I keep reading that requiring us to do something, as opposed to requiring us to not do something, is a new step, and conservatives are sounding alarms all over the internet that freedom died as a result of the Supreme Court upholding the health care mandate, and that we’ve crossed a line into government mandated oblivion. But the health care mandate is not the first mandate. Several months ago the story of George Washington’s gun mandate was making the rounds. Other examples are in a discussion about the draft, posted by Greg Sargent, and in a post in Daily Kos about a railway case, which quotes NLRB v. Jones & Laughlin Steel (1937):
The decree which we affirmed in that case required the railway company to treat with the representative chosen by the employees and also to refrain from entering into collective labor agreements with any one other than their true representative as ascertained in accordance with the provisions of the act.
In other words, the railway company was required to do something, and face penalties for not doing it.
With all of the power that the federal government already has, much gained with the support of right wing ideologues, the idea that this power to enforce a mandate represents a bold new step seems petty and hypocritical. The court didn’t grant any new power, it affirmed power that already exists and refused to carve out a special exception. It should have affirmed this power under the commerce clause, as argued by the administration. As a Kos commenter noted, referencing Gonzales v. Raich:
Growing pot on your patio to smoke yourself is clearly interstate commerce, but a central issue facing any effort to reform a sector that occupies 18% of our economy, well that’s just going too far.
But instead, the Supreme Court affirmed the power as falling under the power to tax. Either way, the power was there.

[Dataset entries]

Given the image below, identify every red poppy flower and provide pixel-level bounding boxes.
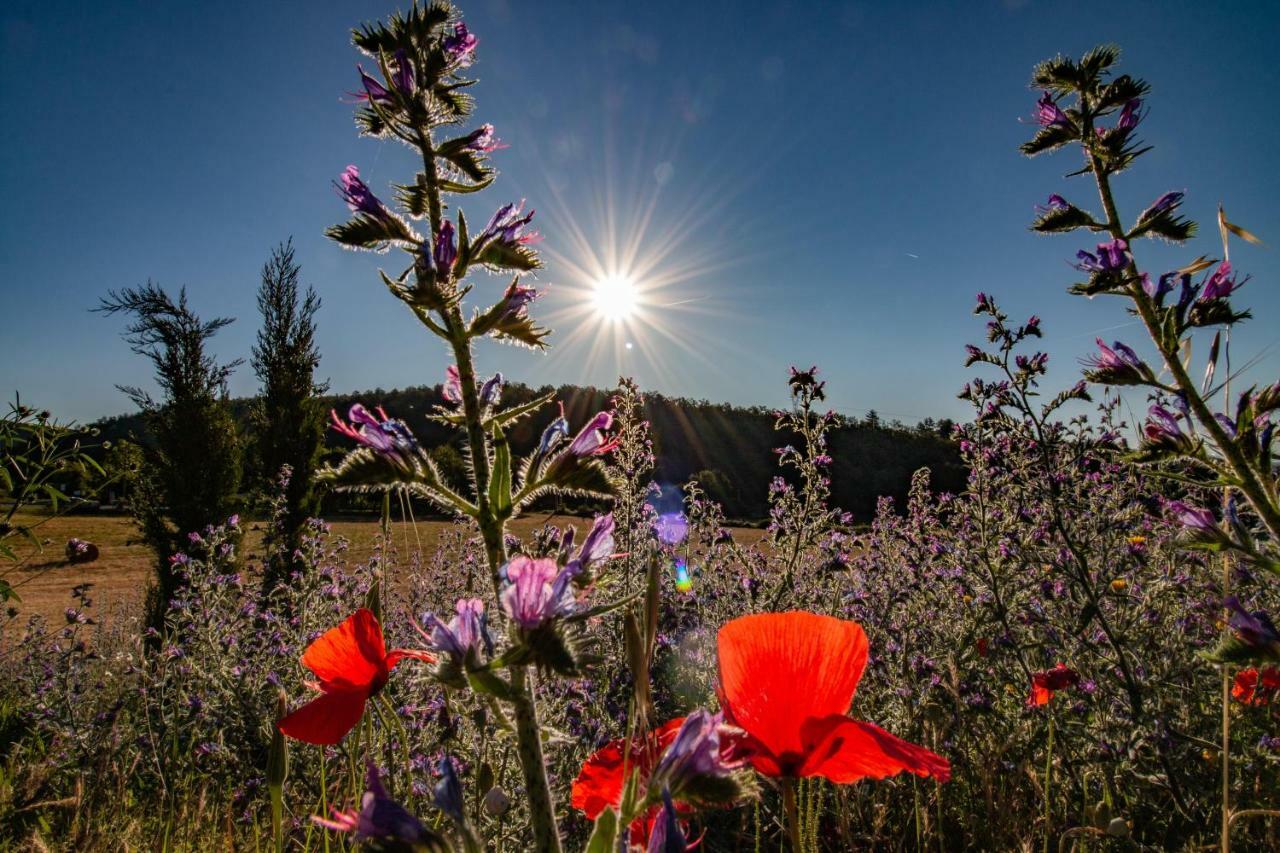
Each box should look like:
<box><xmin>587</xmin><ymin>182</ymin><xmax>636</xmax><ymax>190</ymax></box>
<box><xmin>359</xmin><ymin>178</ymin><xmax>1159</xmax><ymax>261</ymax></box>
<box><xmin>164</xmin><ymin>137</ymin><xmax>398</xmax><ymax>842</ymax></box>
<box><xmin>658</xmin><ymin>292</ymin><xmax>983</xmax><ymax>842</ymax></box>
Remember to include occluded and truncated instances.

▶ _EXPLORE THE MATERIAL_:
1 – List every earlier mandate that the passage on the health care mandate cites to show that the health care mandate was not the first.
2 – According to the passage on the health care mandate, under which power did the Supreme Court actually affirm the mandate?
3 – Continue the passage on the health care mandate from the point where it ends.

▶ _ANSWERS TO THE TASKS_:
1 –
- George Washington's gun mandate
- the draft
- the railway case, in which the railway company was required to treat with the representative chosen by its employees

2 – The power to tax.

3 –
If freedom died, it died long before the Affordable Care Act. It was dead on or before 1942, when Roscoe Filburn was told that he couldn’t grow his own wheat for his own use because doing so interfered with interstate commerce. So don’t blame Obama.
Abuses of eminent domain and laws against personal use of home-grown medicine are examples of overreaching government that I’m all for rolling back, along with all of the Monsanto and factory-meat friendly laws which make it almost impossible for a small farmer to legally sell his product. But I don’t want to go back to the days before equal rights, national fire codes, child labor laws and environmental protection.
Unlike eminent domain abuses, invasive drug laws, and overregulation of home-made produce and meat, the Affordable Care Act won’t prevent us from doing things that we’re free to do. There are plenty of examples of over-regulation and abuses of federal power. But we didn’t suddenly become unfree last Thursday and we didn’t cross a line into new territory.
There are plenty of ways for Americans to become freer. Allowing health care companies to keep increasing the cost of health care isn’t one of them.